Texte de lecture:
Il y a des jours embués, bouchés, où chaque acte se cogne à l'inutile, où chaque pensée se dissout d'elle-même. Généralement, c'est le dimanche. La consolation, si fugace fut-elle, est venue ce jour-là de quelques phrases. D'un rythme implacable, impeccable, de mots dont on ne peut se rassasier qu'en les lisant à voix haute.

J'ai déjà parlé ici de l'incrédulité qui me saisit à chaque lecture de Pierre Bergounioux. De ce bonheur que j'ai à y retourner, toujours. Eh bien là encore...

en-avancant_.jpg

Ce livre m'a été offert par une personne avec qui je "partage" Pierre Bergounioux. C'était un cadeau inattendu, il n'en est que plus précieux. Merci, encore.

 

Parmi les textes qui composent ce recueil, ceux qui m'ont touchée l'ont fait non pas tant par leur sujet que par le galop des idées et le martellement des phrases.

 

bergounioux.jpg

Le bonheur, quand j'y pense, c'est sous des espèces désuètes aux couleurs fanées que je l'envisage. Lorsque je l'éprouve, si c'est bien lui, si le terme s'applique à ce que je ressens, c'est, ce serait un fugace rayon tombé du ciel couvert, une mince langue de sable au milieu du flot, une intermittence précaire dans le tumulte et le déplaisir. Le tout, longtemps, s'est tenu à l'écart de nos vies. Puis ce fut un impalpable clarté sur leur bord. Puis il a touché la terre où il s'est établi à demeure. (Des rôtis brûlés et des gâteaux mal cuits)

Données fournies:

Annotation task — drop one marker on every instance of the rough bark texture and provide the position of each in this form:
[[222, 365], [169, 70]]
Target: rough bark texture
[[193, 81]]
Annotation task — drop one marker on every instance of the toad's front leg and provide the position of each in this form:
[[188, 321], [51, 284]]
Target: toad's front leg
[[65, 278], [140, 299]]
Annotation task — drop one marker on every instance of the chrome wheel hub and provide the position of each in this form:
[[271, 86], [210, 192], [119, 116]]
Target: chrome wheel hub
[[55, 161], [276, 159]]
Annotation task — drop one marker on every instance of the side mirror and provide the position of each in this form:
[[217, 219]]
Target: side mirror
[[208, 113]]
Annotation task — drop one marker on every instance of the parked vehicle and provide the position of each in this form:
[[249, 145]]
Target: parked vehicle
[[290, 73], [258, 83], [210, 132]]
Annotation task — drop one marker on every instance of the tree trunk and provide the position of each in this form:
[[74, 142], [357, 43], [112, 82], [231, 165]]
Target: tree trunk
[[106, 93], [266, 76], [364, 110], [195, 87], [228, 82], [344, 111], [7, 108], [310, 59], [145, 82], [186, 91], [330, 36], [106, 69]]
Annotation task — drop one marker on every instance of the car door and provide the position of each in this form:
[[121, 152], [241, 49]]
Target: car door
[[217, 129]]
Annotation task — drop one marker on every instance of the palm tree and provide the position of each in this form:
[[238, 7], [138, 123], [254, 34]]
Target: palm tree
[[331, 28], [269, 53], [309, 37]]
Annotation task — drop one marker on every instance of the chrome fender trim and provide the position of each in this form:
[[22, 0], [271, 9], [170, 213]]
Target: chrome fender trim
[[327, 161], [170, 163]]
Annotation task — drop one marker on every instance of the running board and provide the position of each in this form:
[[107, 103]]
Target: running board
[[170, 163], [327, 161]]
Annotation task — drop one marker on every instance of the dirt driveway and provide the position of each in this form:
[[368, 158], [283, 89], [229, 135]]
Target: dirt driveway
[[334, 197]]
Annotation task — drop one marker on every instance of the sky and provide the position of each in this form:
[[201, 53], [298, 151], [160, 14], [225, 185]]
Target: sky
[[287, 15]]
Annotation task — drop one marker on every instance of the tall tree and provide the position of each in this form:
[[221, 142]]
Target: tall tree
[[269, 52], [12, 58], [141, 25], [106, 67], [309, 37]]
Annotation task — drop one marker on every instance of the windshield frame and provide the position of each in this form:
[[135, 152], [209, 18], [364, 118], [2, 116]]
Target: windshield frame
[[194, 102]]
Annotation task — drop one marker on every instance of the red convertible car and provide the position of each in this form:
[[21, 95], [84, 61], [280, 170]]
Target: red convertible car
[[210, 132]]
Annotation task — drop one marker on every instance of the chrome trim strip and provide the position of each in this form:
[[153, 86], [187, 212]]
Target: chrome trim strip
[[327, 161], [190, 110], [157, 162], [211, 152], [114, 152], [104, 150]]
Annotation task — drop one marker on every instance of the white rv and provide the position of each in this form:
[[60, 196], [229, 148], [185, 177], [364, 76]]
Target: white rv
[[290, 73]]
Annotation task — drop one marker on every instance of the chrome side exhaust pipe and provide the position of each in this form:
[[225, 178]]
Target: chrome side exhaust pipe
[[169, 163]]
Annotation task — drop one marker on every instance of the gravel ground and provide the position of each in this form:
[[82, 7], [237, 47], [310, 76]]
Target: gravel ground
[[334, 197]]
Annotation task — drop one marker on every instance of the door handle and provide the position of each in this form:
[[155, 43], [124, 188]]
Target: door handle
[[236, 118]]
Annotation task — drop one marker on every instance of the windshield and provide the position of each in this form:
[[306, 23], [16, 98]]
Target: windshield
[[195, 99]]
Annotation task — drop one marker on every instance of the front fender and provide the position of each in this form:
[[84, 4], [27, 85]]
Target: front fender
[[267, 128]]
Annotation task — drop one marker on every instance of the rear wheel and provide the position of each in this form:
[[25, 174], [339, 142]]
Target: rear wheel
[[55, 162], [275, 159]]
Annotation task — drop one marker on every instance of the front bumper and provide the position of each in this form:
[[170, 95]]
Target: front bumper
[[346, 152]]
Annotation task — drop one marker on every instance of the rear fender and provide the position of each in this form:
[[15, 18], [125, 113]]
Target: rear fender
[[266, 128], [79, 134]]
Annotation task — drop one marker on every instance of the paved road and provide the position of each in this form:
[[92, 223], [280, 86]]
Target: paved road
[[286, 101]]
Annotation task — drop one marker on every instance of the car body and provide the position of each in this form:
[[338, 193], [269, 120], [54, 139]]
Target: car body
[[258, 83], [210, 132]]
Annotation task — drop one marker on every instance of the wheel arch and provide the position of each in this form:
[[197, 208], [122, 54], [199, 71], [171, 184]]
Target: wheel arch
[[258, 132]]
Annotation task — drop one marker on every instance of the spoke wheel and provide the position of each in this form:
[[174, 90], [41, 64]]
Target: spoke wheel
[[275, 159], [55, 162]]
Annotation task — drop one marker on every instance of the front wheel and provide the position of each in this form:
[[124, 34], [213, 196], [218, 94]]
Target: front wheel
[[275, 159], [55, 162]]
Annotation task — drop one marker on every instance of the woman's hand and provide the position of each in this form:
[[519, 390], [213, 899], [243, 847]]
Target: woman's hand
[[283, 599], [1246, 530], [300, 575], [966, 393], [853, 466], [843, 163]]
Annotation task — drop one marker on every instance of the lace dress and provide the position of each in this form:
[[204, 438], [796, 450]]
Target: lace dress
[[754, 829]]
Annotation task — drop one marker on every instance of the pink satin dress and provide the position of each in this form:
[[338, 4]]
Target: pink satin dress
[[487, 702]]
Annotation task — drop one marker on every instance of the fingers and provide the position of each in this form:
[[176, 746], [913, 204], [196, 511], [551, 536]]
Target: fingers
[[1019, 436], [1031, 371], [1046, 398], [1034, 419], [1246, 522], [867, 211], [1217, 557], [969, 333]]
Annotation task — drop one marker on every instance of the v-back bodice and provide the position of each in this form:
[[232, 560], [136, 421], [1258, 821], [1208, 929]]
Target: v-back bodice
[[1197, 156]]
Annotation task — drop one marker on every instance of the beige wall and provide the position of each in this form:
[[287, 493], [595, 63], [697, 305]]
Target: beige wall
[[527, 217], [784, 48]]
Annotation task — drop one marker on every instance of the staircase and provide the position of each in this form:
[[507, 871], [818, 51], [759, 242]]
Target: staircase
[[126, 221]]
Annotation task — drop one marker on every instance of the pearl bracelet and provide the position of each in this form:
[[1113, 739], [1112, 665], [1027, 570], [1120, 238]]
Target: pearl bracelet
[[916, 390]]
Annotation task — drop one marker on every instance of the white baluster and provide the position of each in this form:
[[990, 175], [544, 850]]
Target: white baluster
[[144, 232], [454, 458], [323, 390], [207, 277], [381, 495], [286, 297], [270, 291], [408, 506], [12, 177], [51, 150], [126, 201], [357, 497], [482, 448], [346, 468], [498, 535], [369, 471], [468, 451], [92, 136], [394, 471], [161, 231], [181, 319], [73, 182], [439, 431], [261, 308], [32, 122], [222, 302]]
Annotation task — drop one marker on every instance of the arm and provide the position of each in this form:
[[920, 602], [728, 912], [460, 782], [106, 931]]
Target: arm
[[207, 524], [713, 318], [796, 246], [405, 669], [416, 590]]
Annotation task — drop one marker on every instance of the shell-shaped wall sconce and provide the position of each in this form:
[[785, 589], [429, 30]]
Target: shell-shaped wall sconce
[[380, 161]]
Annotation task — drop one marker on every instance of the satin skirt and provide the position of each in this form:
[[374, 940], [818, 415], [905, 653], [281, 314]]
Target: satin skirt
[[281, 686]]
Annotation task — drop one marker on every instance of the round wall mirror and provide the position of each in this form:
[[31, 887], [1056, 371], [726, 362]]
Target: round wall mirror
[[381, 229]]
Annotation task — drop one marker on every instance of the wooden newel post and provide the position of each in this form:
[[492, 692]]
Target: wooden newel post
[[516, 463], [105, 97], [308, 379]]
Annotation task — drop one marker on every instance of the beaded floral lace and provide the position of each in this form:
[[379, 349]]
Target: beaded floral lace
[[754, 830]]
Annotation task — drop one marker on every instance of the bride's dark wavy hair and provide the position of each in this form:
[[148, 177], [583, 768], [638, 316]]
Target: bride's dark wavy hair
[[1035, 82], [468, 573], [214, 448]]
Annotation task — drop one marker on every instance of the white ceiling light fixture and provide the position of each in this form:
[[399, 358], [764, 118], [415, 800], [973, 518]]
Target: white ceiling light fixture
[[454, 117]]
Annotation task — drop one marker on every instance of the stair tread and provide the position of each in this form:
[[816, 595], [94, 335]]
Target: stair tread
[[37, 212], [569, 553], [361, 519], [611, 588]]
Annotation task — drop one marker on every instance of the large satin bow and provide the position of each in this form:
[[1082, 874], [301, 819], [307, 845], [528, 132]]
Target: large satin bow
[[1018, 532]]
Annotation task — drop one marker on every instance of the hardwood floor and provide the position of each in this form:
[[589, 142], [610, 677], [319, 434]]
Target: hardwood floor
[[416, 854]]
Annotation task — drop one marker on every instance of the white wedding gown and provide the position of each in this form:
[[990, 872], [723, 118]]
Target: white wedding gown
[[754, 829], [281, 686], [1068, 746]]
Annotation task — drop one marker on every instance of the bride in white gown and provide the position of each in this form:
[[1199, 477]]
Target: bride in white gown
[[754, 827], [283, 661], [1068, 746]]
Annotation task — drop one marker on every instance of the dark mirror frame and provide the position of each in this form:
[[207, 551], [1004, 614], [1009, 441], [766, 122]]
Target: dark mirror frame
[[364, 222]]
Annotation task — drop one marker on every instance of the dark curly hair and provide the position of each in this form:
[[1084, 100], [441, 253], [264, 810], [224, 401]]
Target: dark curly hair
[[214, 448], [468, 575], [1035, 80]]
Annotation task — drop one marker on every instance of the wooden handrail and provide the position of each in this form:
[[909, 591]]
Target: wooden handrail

Travail demandé:
(1) Extrayez des enregistrements, à l'identique, le passage qui s'ouvre sur la ligne contenant « the chrome side » et se ferme sur la ligne contenant « [[169, 163]] », ces deux lignes incluses.
(2) Rédigez la suite du texte consacré à la lecture de Pierre Bergounioux, en reprenant après sa dernière phrase.
Le texte et les enregistrements constituent deux ensembles de données distincts.

Réponses par consigne:
(1)
Annotation task — drop one marker on every instance of the chrome side exhaust pipe and provide the position of each in this form:
[[225, 178]]
Target: chrome side exhaust pipe
[[169, 163]]

(2)
Nous avons peu de part à ce qui nous arrive. Nos intimes penchants et nos hantises, notre particularité, nos bizarreries, même, c'est la réalité qui nous les dicte. Ils sont l'effet induit de quelque chose qui dépasse infiniment nos courtes personnes, notre brève saison, du heurt fracassant - pour ce qui nous concerne - de l'anachronisme dont nous sommes encore dépositaires avec le présent, l'universel, la modernité. Le monde ancien s'éloigne. Ce qui s'apprête, derrière le rideau, sur la scène du troisième millénaire, je m'en moque un peu. Je suis du Pays Vert, d'un autre âge et l'on n'est qu'une fois. La suite ne m'intéresse pas. (Sur une chaîne d'attache) 

 

Parfois, la musique du texte est telle que l'on se retrouve à répéter quelques mots, pour en savourer le goût jusqu'au bout, se délecter de l'image, de l'alexandrin qui clôt le chapitre.

 

Derniers représentants d'une heure immobile et d'un lieu séparé, nous sommes les premiers à avoir rallié la marche de l'humanité sur les routes du monde. De là l'étrange porte-à-faux où nous sommes placés, les choses auxquelles nous sommes attachés parce qu'elles nous ont faits ce que nous sommes, ont disparu tandis que ce qui, paraît-il, se produit, reste sans répondant, sans écho véritable dans nos âmes ombreuses et nos coeurs surannés. (Sur une chaîne d'attache)

... dans nos âmes ombreuses et nos coeurs surannés...

                    ... dans nos âmes ombreuses et nos coeurs surannés...

                                      ... dans nos âmes ombreuses et nos coeurs surannés...

 

Bergounioux manie la langue en artisan. Il l'approche avec circonspection, la travaille, la polit avant de l'offrir au lecteur avec une considération un respect comme on n'en rencontre finalement peu souvent. Loin de souffler dans le vide, loin de sculpter pour une caste, Bergounioux emporte celui qui le lit vers des régions rarement visitées, sans pour autant chercher à l'essouffler en route. Plutôt qu'un artisan, nous avons à faire à un guide de haute montagne qui aurait le don d'aplanir le chemin.